Task goal:
Your task is to print the material below exactly as presented.

[Dataset excerpt]
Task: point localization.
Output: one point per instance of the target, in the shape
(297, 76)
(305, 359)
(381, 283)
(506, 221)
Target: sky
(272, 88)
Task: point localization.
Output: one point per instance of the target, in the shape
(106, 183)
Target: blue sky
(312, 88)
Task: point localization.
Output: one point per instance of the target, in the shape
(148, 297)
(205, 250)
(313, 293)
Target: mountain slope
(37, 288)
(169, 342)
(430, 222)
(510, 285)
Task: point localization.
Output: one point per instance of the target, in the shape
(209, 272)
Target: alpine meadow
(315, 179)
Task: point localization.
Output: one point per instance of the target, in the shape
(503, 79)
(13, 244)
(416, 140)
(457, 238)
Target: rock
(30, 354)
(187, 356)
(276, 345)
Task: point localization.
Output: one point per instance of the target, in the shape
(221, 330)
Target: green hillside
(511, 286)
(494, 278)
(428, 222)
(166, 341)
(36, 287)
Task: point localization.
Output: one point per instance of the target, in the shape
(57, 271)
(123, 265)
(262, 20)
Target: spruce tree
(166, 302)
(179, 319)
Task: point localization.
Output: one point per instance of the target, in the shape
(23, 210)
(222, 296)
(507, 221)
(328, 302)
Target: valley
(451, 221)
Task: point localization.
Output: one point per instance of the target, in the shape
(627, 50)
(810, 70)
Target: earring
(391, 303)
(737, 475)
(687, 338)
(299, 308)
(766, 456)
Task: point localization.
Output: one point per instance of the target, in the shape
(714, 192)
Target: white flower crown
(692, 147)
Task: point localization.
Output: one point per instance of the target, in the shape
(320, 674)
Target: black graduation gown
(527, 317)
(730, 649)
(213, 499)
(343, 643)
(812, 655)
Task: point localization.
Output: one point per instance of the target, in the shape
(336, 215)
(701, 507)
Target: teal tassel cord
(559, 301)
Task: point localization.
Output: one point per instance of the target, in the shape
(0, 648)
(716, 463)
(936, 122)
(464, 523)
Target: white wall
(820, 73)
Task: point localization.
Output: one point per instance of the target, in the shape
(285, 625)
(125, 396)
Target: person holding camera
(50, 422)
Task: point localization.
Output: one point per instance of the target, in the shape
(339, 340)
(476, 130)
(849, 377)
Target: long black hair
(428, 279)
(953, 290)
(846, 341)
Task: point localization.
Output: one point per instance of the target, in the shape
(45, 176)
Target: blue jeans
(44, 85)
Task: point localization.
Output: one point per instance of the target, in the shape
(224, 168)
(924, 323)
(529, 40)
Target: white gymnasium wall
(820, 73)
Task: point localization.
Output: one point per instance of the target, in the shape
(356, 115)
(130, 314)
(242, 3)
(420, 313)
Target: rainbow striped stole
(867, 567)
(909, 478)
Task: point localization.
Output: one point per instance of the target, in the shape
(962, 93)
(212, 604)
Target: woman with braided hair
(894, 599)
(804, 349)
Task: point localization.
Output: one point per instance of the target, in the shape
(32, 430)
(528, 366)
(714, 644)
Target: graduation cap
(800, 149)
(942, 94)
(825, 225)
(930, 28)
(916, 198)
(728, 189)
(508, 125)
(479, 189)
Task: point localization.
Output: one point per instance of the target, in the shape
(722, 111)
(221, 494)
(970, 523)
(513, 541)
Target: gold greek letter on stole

Written response:
Task: point localization.
Output: one point per instance of the target, in the shape
(297, 76)
(305, 359)
(381, 283)
(506, 221)
Target: sky
(272, 88)
Task: point localization.
Output: one point per instance of the target, in the shape
(106, 183)
Target: blue sky
(312, 88)
Task: point localization.
Output: one point per instance of the target, in the shape
(148, 297)
(205, 250)
(313, 293)
Target: mountain slope
(37, 288)
(169, 342)
(430, 222)
(510, 285)
Task: point localization.
Output: one point per instance of the target, in the shape
(209, 272)
Target: alpine meadow
(315, 179)
Task: point localization.
Output: one point per instance of the target, in the shape
(503, 79)
(13, 244)
(416, 140)
(457, 238)
Target: rock
(30, 354)
(187, 356)
(276, 345)
Task: point localization.
Output: one point per instance of the target, in the shape
(221, 330)
Target: green hillside
(511, 286)
(494, 278)
(428, 222)
(166, 341)
(36, 287)
Task: point localization.
Output: one point per instance of the target, in the shape
(57, 271)
(123, 265)
(262, 20)
Target: spruce tree
(166, 302)
(179, 319)
Task: point localization.
Output: one point per instance of the target, in the shape
(23, 210)
(222, 296)
(507, 221)
(328, 302)
Target: valley
(451, 221)
Task: point localization.
Output: one point per instance of the target, in the shape
(627, 50)
(810, 70)
Target: earring
(391, 303)
(737, 475)
(687, 338)
(299, 308)
(766, 456)
Task: point localization.
Output: one point per instance of the target, in the shape
(714, 192)
Target: white flower crown
(692, 147)
Task: point localization.
Output: one point per instance of the target, in the shape
(320, 674)
Target: black graduation gown
(527, 317)
(730, 649)
(213, 499)
(343, 643)
(812, 655)
Task: point localization.
Output: one point per instance of the target, in the shape
(336, 215)
(701, 507)
Target: teal tassel cord
(559, 301)
Task: point localization.
Output: one point per instance of the target, in the shape
(0, 648)
(716, 463)
(936, 122)
(464, 523)
Target: white wall
(820, 73)
Task: point localization.
Output: one point per instance of the target, in the shape
(285, 625)
(125, 396)
Target: person holding camera
(50, 422)
Task: point localization.
Output: one point per instance of the target, in the shape
(339, 340)
(476, 130)
(849, 377)
Target: long black hair
(428, 279)
(953, 290)
(846, 341)
Task: point localization.
Output: one point per instance of the target, in the shape
(45, 176)
Target: blue jeans
(44, 85)
Task: point localization.
Output: one point per instance of the target, in the shape
(224, 168)
(924, 323)
(529, 40)
Target: white gymnasium wall
(820, 73)
Task: point localization.
Output: one point per instance of the target, in the shape
(356, 115)
(130, 314)
(242, 3)
(420, 313)
Target: rainbow striped stole
(867, 567)
(909, 478)
Task: point localization.
Output: one point per instance of the target, in the shape
(962, 93)
(212, 604)
Target: woman with braided hair
(894, 599)
(804, 349)
Task: point localization.
Output: one point per instance of the target, in the shape
(32, 430)
(528, 366)
(714, 644)
Target: graduation cap
(800, 149)
(942, 94)
(825, 225)
(930, 28)
(916, 198)
(728, 189)
(508, 125)
(479, 189)
Task: point localization.
Output: one point per instance of the target, in the shape
(722, 111)
(221, 494)
(970, 523)
(513, 541)
Target: gold greek letter on stole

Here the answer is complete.